▶ **Texte source**

******

À Salbris, Alexandre Avril en guerre ouverte contre les demandeurs d’asile
Quand on livre bataille, il n’y a pas de petite mesquinerie : c’est ce qu’a dû se dire Alexandre Avril, le maire ciottiste de Salbris (Loir-et-Cher), en guerre ouverte contre le centre d’accueil de demandeurs d’asile (CADA) hébergé dans la ville. Longtemps, une convention a permis à la soixantaine de demandeurs d’asile présents de bénéficier d’un accès au gymnase de Salbris, dans le cadre d’un dispositif pilote, le DIPS, pour « dispositif d’inclusion par la pratique sportive ».
Depuis 2014, la région Centre-Val-de-Loire est pionnière, en partenariat avec la DRJSCS (Direction régionale jeunesse, sports et cohésion sociale), déléguant notamment ses moyens sur le terrain à l’Ufolep (Union Française des Œuvres Laïques d’Éducation Physique), créée en 1928 au sein de la Ligue de l’enseignement, un mouvement d’éducation populaire.

******

▶ **Consigne**
Répondez à ces questions à l'aide du texte source :
(a) Que signifie le sigle DIPS ?
(b) Depuis quelle année la région Centre-Val-de-Loire est-elle pionnière ?
(c) En quelle année l'Ufolep a-t-elle été créée ?
Les entrées n'interviennent pas dans ce travail.

******

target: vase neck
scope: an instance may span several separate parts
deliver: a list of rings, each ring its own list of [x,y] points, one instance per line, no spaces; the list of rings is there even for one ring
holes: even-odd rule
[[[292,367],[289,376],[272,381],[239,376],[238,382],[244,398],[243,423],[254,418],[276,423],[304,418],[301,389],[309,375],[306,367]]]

******

▶ **Réponse**
(a) Dispositif d'inclusion par la pratique sportive.
(b) Depuis 2014.
(c) En 1928.